Available records
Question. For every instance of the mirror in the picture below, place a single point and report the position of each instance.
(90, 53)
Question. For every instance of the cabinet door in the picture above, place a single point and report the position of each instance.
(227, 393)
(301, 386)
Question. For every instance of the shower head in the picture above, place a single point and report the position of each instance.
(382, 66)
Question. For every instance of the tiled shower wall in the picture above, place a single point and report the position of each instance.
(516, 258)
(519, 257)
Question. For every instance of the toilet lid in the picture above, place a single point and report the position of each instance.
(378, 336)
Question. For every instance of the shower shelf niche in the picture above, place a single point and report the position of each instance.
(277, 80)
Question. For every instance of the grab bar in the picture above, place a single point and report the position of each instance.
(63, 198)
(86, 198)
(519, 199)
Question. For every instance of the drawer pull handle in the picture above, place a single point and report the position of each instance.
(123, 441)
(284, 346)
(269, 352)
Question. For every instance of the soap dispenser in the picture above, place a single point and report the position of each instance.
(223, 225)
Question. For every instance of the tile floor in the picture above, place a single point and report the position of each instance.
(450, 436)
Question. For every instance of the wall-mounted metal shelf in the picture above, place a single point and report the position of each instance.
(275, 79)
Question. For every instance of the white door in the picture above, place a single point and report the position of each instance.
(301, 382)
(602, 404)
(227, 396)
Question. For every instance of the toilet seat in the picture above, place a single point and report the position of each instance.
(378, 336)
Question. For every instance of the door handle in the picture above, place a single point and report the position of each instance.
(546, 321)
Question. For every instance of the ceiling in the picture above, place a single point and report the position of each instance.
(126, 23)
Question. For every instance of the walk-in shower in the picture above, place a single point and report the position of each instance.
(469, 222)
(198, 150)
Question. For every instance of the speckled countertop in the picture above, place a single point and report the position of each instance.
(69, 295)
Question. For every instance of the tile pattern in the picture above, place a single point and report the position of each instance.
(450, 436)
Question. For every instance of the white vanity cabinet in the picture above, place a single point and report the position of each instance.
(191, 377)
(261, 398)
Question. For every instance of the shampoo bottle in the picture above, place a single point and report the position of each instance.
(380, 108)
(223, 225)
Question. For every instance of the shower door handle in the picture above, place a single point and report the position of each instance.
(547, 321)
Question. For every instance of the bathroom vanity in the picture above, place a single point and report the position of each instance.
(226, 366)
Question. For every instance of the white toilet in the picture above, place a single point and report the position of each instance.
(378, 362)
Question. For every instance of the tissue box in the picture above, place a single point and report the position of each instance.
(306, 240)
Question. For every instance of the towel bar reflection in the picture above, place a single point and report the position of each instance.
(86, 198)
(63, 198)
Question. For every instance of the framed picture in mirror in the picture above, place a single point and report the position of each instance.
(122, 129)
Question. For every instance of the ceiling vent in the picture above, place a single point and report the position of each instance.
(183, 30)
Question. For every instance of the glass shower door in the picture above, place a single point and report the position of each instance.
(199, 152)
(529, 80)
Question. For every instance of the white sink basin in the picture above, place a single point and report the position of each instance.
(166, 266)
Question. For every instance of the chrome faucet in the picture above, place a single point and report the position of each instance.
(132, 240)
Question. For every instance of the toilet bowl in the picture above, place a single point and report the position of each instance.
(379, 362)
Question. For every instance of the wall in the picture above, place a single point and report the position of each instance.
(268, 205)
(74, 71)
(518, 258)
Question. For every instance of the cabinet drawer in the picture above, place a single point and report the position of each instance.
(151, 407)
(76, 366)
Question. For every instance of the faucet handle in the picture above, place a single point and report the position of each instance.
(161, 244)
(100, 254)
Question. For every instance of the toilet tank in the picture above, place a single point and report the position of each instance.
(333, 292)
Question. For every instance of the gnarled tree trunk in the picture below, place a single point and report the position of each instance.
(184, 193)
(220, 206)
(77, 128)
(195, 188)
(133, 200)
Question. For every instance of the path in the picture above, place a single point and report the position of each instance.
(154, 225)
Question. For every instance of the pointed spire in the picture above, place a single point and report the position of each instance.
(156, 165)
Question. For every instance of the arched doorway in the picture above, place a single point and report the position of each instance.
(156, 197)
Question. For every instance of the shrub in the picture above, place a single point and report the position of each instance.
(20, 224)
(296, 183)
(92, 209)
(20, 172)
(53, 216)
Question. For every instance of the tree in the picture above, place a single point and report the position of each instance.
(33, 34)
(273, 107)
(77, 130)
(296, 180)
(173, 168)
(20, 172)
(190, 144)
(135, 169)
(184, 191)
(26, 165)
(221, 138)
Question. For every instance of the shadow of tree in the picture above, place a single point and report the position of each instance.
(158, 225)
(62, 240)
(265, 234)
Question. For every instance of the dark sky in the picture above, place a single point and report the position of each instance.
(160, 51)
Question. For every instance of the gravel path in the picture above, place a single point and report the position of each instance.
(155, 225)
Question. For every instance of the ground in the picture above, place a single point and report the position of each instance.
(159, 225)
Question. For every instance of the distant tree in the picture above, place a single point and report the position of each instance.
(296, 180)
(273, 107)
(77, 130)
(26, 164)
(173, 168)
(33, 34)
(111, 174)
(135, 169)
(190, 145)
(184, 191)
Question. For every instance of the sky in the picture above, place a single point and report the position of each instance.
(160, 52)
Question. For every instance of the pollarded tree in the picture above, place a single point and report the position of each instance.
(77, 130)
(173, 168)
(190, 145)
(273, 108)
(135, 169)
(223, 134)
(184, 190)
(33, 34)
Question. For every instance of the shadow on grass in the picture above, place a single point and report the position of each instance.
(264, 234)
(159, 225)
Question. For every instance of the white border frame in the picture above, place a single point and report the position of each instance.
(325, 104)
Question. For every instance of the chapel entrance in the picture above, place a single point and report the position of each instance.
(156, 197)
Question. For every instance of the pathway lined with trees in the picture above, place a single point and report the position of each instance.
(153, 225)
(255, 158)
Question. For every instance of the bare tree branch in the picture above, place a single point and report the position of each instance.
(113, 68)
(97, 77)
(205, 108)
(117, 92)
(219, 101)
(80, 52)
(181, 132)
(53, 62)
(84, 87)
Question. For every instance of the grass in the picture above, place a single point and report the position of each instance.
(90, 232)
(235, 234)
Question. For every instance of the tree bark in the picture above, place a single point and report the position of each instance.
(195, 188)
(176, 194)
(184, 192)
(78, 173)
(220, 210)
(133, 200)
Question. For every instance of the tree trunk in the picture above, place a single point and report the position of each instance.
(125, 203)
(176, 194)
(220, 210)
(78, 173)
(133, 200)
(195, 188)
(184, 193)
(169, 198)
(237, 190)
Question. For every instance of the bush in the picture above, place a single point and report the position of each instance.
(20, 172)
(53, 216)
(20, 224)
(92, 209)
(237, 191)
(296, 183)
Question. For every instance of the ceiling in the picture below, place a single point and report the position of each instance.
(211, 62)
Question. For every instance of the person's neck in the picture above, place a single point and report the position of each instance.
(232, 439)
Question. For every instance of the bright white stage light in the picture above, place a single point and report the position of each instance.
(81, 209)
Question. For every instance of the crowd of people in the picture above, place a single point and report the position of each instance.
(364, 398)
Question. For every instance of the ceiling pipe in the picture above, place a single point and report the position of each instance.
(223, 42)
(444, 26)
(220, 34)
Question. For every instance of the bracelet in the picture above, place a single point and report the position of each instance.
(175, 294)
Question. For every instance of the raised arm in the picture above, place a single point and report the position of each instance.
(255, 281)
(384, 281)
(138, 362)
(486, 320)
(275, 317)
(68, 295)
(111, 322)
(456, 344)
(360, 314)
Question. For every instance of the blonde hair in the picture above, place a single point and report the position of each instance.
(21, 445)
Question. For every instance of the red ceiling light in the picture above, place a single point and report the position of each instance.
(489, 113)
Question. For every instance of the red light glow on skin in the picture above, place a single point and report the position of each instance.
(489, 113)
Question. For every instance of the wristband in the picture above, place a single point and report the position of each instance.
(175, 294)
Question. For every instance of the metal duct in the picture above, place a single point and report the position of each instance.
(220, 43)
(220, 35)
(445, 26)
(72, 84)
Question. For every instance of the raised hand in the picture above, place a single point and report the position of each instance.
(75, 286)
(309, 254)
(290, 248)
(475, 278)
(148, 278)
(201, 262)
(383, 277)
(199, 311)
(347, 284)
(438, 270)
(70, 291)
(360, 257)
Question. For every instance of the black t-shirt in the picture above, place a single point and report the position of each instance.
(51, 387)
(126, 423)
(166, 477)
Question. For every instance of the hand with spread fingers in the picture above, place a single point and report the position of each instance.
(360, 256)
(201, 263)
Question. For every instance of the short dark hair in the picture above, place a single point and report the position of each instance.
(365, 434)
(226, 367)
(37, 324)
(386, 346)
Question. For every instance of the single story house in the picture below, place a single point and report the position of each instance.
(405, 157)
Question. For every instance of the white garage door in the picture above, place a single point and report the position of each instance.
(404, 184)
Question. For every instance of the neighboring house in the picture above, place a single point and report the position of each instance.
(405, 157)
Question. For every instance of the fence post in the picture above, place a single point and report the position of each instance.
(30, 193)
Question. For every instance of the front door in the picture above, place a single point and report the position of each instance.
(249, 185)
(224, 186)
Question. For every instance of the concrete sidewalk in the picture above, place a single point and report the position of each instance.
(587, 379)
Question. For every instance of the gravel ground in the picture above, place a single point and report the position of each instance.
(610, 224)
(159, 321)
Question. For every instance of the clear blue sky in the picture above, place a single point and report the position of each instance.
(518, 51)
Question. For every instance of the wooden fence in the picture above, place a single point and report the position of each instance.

Exercise instructions
Take the line with "Question. For every instance of the front" and all lines after it to the last line, and reproduce them exactly.

Worked answer
Question. For every instance of the front door in the picture above, place a single point and report the position of each instance.
(249, 185)
(224, 186)
Question. For every instance of the concrete sidewalk in the picture above, place a single point and report the position of each instance.
(587, 379)
Question. For every instance of the gravel ground in the picture above, place a single point and report the position of each instance.
(610, 224)
(159, 321)
Question. For every instance of the clear blue sky in the picture above, place a single point and report the position of each instance.
(518, 51)
Question. For every instance of the wooden fence in the picture above, place a single point and report the position of each instance.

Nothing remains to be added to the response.